■ The problem
According to the code excerpt below, what could the saved pickle file later be used for?

----- Excerpt provided -----

Here we save the weights, and prepare 10 mnist samples, whose labels ranging from 0 to 9 to a pickle file, which could be used later to initiate ROM in FPGA.



In [80]:

    
import pickle
# trained binary weights
res = BW_fc.eval()
alpha = np.abs(res).sum(0).sum(0).sum(0) / res[:,:,:,0].size
BW = np.sign(res)
BW = np.squeeze(BW, axis=(0, 1))
BW = BW.T
BW[BW==-1] = 0

# mnist samples ranging from label 0 to 9
imgs = [mnist.test.images[3], mnist.test.images[2], mnist.test.images[208], mnist.test.images[811], mnist.test.images[1140], 
       mnist.test.images[102], mnist.test.images[814], mnist.test.images[223],mnist.test.images[128], mnist.test.images[214]]
imgs = np.vstack(imgs)
imgs[imgs==-1]=0

weights_int16 = np.zeros((10, 16), dtype=np.uint16)
for index in range(10):
    for i in range(16):
        for j in range(15):
            weights_int16[index, i] += BW[index, 16 * i + j]
            weights_int16[index, i] = np.left_shift(weights_int16[index, i], 1)
        weights_int16[index, i] += BW[index, 16 * i + 15]

imgs_int16 = np.zeros((10, 16), dtype=np.uint16)
for index in range(10):
    for i in range(16):
        for j in range(15):
            imgs_int16[index, 15-i] += imgs[index, 16 * (15 - j) + i]
            imgs_int16[index, 15-i] = np.left_shift(imgs_int16[index, 15-i], 1)

----- Recorded information -----

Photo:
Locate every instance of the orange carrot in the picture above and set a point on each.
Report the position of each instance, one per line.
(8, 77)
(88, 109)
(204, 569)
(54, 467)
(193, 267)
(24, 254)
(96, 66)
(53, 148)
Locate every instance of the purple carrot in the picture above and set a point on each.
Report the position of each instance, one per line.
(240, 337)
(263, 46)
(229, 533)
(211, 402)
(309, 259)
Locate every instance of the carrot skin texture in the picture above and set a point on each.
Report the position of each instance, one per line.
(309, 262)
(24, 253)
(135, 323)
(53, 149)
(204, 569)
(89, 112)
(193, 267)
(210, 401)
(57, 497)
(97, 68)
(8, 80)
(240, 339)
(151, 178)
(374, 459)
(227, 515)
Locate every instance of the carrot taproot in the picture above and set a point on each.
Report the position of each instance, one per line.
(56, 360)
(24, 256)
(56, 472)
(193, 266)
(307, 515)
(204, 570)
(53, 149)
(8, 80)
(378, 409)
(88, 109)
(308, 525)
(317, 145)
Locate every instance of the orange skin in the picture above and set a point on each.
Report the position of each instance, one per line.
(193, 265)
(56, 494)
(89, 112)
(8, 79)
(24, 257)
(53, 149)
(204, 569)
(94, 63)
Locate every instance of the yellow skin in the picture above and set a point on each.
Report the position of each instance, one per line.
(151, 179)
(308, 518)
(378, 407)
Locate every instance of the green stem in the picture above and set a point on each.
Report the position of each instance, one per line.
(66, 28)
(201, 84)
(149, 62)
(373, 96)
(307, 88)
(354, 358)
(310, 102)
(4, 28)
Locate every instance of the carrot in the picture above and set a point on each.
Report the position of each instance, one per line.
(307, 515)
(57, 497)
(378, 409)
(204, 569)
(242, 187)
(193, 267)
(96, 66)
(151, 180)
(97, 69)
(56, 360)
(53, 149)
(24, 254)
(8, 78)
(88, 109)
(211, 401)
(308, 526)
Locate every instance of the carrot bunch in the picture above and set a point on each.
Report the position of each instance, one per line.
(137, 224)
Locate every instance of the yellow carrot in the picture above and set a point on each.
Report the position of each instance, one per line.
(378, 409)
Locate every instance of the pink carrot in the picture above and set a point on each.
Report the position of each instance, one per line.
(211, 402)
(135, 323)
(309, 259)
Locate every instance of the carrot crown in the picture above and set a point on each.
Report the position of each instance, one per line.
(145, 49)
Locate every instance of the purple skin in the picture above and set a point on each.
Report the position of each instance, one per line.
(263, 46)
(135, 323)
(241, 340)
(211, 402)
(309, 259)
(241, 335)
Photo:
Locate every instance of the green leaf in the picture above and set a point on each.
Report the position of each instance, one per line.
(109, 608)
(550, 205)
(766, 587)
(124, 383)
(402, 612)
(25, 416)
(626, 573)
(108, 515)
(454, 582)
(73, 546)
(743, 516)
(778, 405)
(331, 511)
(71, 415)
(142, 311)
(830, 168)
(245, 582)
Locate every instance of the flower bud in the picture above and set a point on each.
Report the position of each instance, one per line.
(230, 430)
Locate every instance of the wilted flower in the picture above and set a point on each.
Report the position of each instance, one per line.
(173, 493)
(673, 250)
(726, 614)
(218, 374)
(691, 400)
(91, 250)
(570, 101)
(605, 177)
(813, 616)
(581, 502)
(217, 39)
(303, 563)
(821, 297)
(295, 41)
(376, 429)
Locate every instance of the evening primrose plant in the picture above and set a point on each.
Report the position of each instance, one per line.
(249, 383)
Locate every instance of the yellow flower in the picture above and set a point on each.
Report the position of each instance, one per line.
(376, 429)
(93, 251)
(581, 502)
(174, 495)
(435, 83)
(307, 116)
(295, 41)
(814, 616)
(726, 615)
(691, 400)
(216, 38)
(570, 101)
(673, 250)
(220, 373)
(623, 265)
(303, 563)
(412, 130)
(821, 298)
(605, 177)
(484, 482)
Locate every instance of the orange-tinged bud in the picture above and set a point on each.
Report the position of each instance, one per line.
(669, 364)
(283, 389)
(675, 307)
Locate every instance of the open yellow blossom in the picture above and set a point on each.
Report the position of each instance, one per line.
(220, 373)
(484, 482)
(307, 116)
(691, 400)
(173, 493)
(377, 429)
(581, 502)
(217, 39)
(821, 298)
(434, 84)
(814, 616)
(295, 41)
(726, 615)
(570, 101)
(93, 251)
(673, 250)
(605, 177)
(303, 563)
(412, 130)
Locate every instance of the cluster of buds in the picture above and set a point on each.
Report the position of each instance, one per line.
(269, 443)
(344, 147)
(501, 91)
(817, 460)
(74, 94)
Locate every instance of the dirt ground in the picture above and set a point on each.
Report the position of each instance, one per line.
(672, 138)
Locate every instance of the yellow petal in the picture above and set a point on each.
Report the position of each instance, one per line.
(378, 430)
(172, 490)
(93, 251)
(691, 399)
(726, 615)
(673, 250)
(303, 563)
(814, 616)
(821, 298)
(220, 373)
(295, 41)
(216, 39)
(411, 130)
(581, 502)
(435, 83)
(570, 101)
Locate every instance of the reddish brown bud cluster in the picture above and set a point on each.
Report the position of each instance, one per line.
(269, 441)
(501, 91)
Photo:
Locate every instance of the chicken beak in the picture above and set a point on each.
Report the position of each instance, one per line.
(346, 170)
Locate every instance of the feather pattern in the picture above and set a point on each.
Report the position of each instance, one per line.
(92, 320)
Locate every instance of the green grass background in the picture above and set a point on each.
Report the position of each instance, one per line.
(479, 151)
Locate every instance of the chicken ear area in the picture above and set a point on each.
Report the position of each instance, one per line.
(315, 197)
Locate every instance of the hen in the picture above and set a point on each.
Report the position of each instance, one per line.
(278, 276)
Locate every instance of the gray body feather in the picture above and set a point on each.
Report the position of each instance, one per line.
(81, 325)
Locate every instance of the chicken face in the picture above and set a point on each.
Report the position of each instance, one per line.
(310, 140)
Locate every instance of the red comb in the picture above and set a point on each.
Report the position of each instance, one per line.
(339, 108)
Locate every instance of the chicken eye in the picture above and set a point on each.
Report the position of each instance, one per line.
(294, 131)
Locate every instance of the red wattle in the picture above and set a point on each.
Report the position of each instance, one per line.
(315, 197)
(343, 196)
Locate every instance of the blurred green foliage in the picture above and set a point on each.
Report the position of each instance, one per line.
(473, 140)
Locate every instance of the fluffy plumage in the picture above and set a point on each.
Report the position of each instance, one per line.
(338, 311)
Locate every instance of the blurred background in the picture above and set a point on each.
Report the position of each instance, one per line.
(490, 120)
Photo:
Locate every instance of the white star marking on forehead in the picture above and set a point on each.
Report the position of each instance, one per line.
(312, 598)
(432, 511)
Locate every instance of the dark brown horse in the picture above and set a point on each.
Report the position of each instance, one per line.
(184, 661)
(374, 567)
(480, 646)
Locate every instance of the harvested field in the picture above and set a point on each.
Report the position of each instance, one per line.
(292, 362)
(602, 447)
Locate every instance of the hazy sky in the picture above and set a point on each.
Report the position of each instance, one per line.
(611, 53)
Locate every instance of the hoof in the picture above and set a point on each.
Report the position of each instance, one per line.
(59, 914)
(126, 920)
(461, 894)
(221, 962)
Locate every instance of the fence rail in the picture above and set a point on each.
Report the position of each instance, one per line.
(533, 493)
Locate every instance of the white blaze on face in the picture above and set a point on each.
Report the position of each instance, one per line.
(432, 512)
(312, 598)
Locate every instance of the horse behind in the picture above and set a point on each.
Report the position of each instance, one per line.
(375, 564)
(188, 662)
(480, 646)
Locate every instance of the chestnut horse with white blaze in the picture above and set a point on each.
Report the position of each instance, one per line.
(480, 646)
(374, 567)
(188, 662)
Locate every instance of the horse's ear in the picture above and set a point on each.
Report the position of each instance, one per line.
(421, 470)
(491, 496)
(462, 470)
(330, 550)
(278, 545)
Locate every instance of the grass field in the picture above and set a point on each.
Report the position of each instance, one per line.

-----

■ Full output
To initiate ROM in an FPGA.